# Books 1 and 2



## John Perkins (Jan 6, 2005)

I decided to undertake EIS, even though I only do music in my spare time these days and thus it will take me forever to get to the end of the course.

My question is how much time should I spend with books 1 and 2? I'm going to take some private lessons over the phone with an EIS grad, but I want to do some of the preliminary work on my own first. Since I already have a solid music education and worked professionally as a composer, I'm pretty much feeling that books 1 and 2 are just prelim and explanation of things I already know from another point of view. 

I guess I could phrase the question this way. What would be a good test for me to know if I've grasped all the concepts FROM THE EIS standpoint in books 1 and 2 before moving on.

John
http://afterpostmodern.com


----------



## Frederick Russ (Jan 6, 2005)

Here is a repost from an earlier topic regarding EIS:

There doesn't seem to be an easy way to explain EIS unless you are in the course because without some key basics it seems mysterious. EIS is Equal Interval System, developed by Lyle "Spud" Murphy, which is a simple yet very accurate system of counting and spacing the horizontal and vertical intervals used in modern music, yet remaining architectually correct compositionally when examined using more traditional forms. It doesn't teach style but a method to arrive at virtually all styles of music. 

The course begins with a series of Horizontal Root Lines which are based on Equal Intervals where every Root Tone is a Tonic. As students go through the course they embark upon Advanced Theory in a complete Equal Interval System which involves all intervals, vertical as well as horizontal, in all possible combinations. It goes without saying that this allows an unprecedented freedom in the compositional process while still remaining architectually correct. Later lessons involve advanced orchestration and arrangement techniques in the EIS system.

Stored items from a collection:
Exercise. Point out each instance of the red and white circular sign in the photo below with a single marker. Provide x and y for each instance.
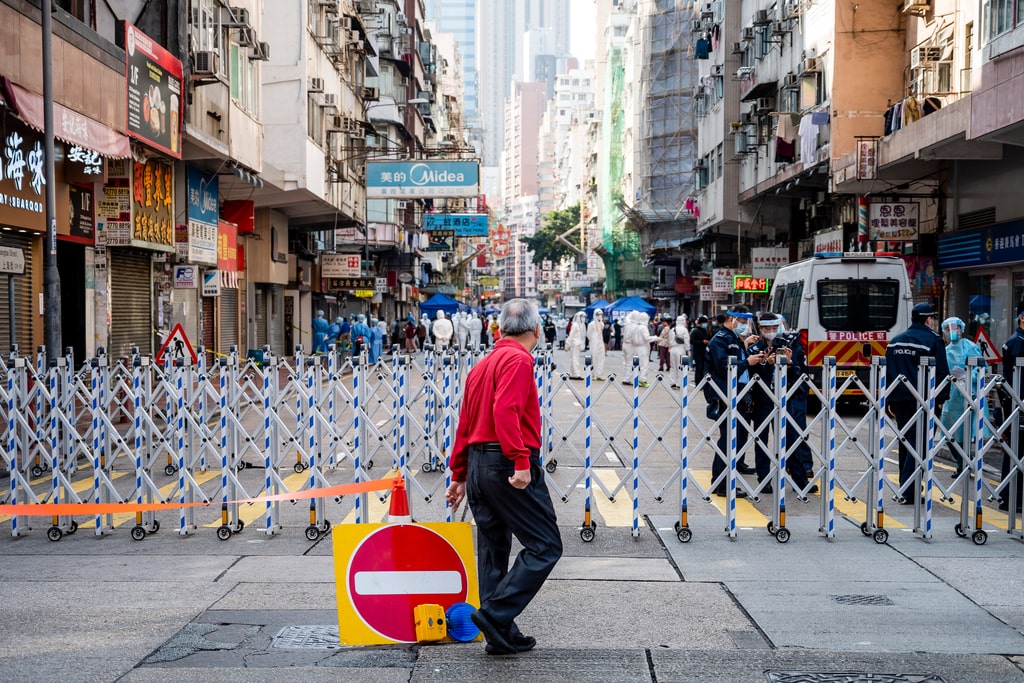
(397, 567)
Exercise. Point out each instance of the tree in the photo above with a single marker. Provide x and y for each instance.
(545, 246)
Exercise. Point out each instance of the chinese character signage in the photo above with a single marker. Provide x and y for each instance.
(750, 285)
(866, 162)
(341, 265)
(154, 92)
(201, 236)
(422, 178)
(464, 224)
(765, 261)
(893, 221)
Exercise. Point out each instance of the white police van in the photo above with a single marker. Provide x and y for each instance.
(847, 305)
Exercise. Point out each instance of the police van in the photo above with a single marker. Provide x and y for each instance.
(847, 305)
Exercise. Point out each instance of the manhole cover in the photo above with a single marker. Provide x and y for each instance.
(848, 677)
(869, 600)
(307, 638)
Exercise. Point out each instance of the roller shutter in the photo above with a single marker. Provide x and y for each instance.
(25, 302)
(131, 302)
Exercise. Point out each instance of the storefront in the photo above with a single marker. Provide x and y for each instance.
(984, 269)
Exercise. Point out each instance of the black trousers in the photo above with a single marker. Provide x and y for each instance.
(502, 511)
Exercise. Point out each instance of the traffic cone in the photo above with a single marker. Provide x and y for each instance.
(398, 512)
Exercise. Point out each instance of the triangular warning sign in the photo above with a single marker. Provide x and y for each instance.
(988, 349)
(176, 346)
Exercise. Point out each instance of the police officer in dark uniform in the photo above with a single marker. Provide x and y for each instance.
(729, 341)
(775, 341)
(903, 358)
(1013, 349)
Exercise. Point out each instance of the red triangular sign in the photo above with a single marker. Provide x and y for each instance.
(989, 350)
(175, 346)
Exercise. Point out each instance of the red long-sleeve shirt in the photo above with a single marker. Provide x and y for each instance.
(499, 406)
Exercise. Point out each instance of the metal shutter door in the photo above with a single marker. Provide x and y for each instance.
(276, 322)
(131, 302)
(25, 303)
(228, 321)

◆ Problems and tasks:
A – Print out the whole thread on EIS books 1 and 2 word for word.
B – Write out the stretch of the listing from its first line through the line that contains "(1013, 349)" again, requests included, scaling every coordinate in the answers by 2 and rounding to whole numbers with halves going up. Leave the pictures out.

◆ Solutions for each task:
A –
# Books 1 and 2



## John Perkins (Jan 6, 2005)

I decided to undertake EIS, even though I only do music in my spare time these days and thus it will take me forever to get to the end of the course.

My question is how much time should I spend with books 1 and 2? I'm going to take some private lessons over the phone with an EIS grad, but I want to do some of the preliminary work on my own first. Since I already have a solid music education and worked professionally as a composer, I'm pretty much feeling that books 1 and 2 are just prelim and explanation of things I already know from another point of view. 

I guess I could phrase the question this way. What would be a good test for me to know if I've grasped all the concepts FROM THE EIS standpoint in books 1 and 2 before moving on.

John
http://afterpostmodern.com


----------



## Frederick Russ (Jan 6, 2005)

Here is a repost from an earlier topic regarding EIS:

There doesn't seem to be an easy way to explain EIS unless you are in the course because without some key basics it seems mysterious. EIS is Equal Interval System, developed by Lyle "Spud" Murphy, which is a simple yet very accurate system of counting and spacing the horizontal and vertical intervals used in modern music, yet remaining architectually correct compositionally when examined using more traditional forms. It doesn't teach style but a method to arrive at virtually all styles of music. 

The course begins with a series of Horizontal Root Lines which are based on Equal Intervals where every Root Tone is a Tonic. As students go through the course they embark upon Advanced Theory in a complete Equal Interval System which involves all intervals, vertical as well as horizontal, in all possible combinations. It goes without saying that this allows an unprecedented freedom in the compositional process while still remaining architectually correct. Later lessons involve advanced orchestration and arrangement techniques in the EIS system.

B –
Exercise. Point out each instance of the red and white circular sign in the photo below with a single marker. Provide x and y for each instance.
(794, 1134)
Exercise. Point out each instance of the tree in the photo above with a single marker. Provide x and y for each instance.
(1090, 492)
Exercise. Point out each instance of the chinese character signage in the photo above with a single marker. Provide x and y for each instance.
(1500, 570)
(1732, 324)
(682, 530)
(308, 184)
(402, 472)
(844, 356)
(928, 448)
(1530, 522)
(1786, 442)
Exercise. Point out each instance of the white police van in the photo above with a single marker. Provide x and y for each instance.
(1694, 610)
Exercise. Point out each instance of the police van in the photo above with a single marker. Provide x and y for each instance.
(1694, 610)
Exercise. Point out each instance of the manhole cover in the photo above with a single marker. Provide x and y for each instance.
(1696, 1354)
(1738, 1200)
(614, 1276)
Exercise. Point out each instance of the roller shutter in the photo above with a single marker. Provide x and y for each instance.
(50, 604)
(262, 604)
Exercise. Point out each instance of the storefront in the photo above with a single marker. Provide x and y for each instance.
(1968, 538)
Exercise. Point out each instance of the black trousers in the photo above with a single marker. Provide x and y for each instance.
(1004, 1022)
Exercise. Point out each instance of the traffic cone in the photo above with a single marker. Provide x and y for each instance.
(796, 1024)
Exercise. Point out each instance of the triangular warning sign in the photo above with a single marker. Provide x and y for each instance.
(1976, 698)
(352, 692)
Exercise. Point out each instance of the police officer in dark uniform in the photo above with a single marker. Provide x and y for each instance.
(1458, 682)
(1550, 682)
(1806, 716)
(2026, 698)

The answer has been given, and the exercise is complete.